Work instructions> From the forum thread on disgusting facts, list everything the text says it took to remove the light bulb.

Excerpted text>
•••
Topic: Disgusting Facts (not for those with weak stomach)
Winx's photo
Sat 11/29/08 08:06 PM


We all like a man who gives a nice firm hand shake. However, you might want to think twice before returning the firm grip. Annually you will shake hands with 6 men who have recently masturbated and did not wash their hands.



I had the lovliest boss eons ago, took me to lunch once a month or so.... When we ate at Steak & Ale, he told me to never take the mints by the door as many men do not wash after urinating and defecating, then reach into that bowl!!! noway noway noway


My Dad goes to a casino once in awhile. He's always telling me about the men that don't wash their hands after using the restroom. What the he$$ is wrong with them?!ill

Winx's photo
Sat 11/29/08 08:06 PM





“Formicophilia” is the fetish for having small insects crawl on your genitals.



shocked scared


I always thought it was called CRABS lol


laugh

cutelildevilsmom's photo
Sat 11/29/08 08:08 PM
Weird things stuck in an ass!

People generally seeking anal gratification or weird, bizzare accidents? Can you imagine the embarrassment at having to arrive in casualty or at your doctors and tried to explain these sorts of things stuck in your bottom!

Magazines, such as The Church Times, have been retrieved from the anus. These were not found in the three people who had flashlights found in them, so apparently no one stuck the flashlights up there so they could read these magazines.

A microwave egg boiler, inserted by a man attempting to relieve his intractable constipation.

A light bulb, which the embarrassed unfortunate said he inserted while drunk. (It took suction-cup darts, mineral oil, and three catheters with inflated balloons in order to remove it.)

More? How about...

* A shaving cream can
* A frozen fish (with the dorsal fin extended).
* A bottle of Mrs. Butterworth's Syrup.
* A pair of reading glasses.
* A salami.
* A curling iron.
* A Baseball
* A frozen pig's tail.
* A kangaroo tumor.
* A whip handle.

In Munich, when a man collapsed, his phone somehow ended up in him, supposedly causing the redial button to become activated.

When his wife answered the call, she became worried because she heard inexplicable gurgling sounds. She called the police, who investigated, and were no doubt shocked to learn that this time they had a real asshole on the phone!

A "Darwin winner"—the Darwin Award is jocularly given to people who have removed themselves from the gene pool in a spectacular way—a Georgia attorney was showering with his cell phone.
•••
Recorded data>
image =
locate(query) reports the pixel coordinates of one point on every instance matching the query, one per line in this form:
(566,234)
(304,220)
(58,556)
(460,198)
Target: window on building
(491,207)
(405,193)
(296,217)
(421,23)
•••
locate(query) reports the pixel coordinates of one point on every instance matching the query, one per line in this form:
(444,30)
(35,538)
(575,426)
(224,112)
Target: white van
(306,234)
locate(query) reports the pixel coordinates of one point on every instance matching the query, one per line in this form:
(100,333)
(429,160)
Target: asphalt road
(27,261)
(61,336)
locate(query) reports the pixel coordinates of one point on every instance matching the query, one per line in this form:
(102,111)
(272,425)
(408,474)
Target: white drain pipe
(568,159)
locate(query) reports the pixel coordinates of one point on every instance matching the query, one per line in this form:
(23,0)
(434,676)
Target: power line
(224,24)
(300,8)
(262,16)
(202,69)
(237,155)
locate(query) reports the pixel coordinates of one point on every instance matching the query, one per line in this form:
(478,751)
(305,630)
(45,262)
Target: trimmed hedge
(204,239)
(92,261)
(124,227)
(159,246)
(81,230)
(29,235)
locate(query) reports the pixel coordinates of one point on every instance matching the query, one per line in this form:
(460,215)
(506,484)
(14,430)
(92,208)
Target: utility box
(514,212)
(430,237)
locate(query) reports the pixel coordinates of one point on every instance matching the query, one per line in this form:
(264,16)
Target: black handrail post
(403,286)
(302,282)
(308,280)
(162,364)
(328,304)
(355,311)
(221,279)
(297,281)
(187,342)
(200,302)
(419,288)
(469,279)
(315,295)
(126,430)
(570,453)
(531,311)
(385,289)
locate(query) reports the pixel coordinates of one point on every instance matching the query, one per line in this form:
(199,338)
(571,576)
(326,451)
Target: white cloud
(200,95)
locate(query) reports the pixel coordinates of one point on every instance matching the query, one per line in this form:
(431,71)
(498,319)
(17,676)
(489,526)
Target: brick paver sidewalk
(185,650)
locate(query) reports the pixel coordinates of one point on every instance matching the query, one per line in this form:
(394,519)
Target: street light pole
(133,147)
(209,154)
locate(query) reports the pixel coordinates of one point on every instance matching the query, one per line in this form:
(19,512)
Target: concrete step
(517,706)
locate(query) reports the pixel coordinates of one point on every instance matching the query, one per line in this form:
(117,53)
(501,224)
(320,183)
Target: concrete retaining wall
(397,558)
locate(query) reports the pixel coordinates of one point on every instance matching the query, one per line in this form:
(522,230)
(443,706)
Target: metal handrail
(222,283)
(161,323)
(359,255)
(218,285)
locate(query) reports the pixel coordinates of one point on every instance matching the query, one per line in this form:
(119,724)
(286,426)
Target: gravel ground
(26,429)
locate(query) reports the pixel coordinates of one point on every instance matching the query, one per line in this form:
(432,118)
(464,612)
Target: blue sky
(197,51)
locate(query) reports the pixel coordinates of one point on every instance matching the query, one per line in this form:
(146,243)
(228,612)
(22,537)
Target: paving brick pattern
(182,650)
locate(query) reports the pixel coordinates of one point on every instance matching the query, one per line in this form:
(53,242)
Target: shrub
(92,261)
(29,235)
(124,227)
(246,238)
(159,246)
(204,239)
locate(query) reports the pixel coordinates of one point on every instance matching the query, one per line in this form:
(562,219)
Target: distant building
•••
Exercise solution>
- Suction-cup darts
- Mineral oil
- Three catheters with inflated balloons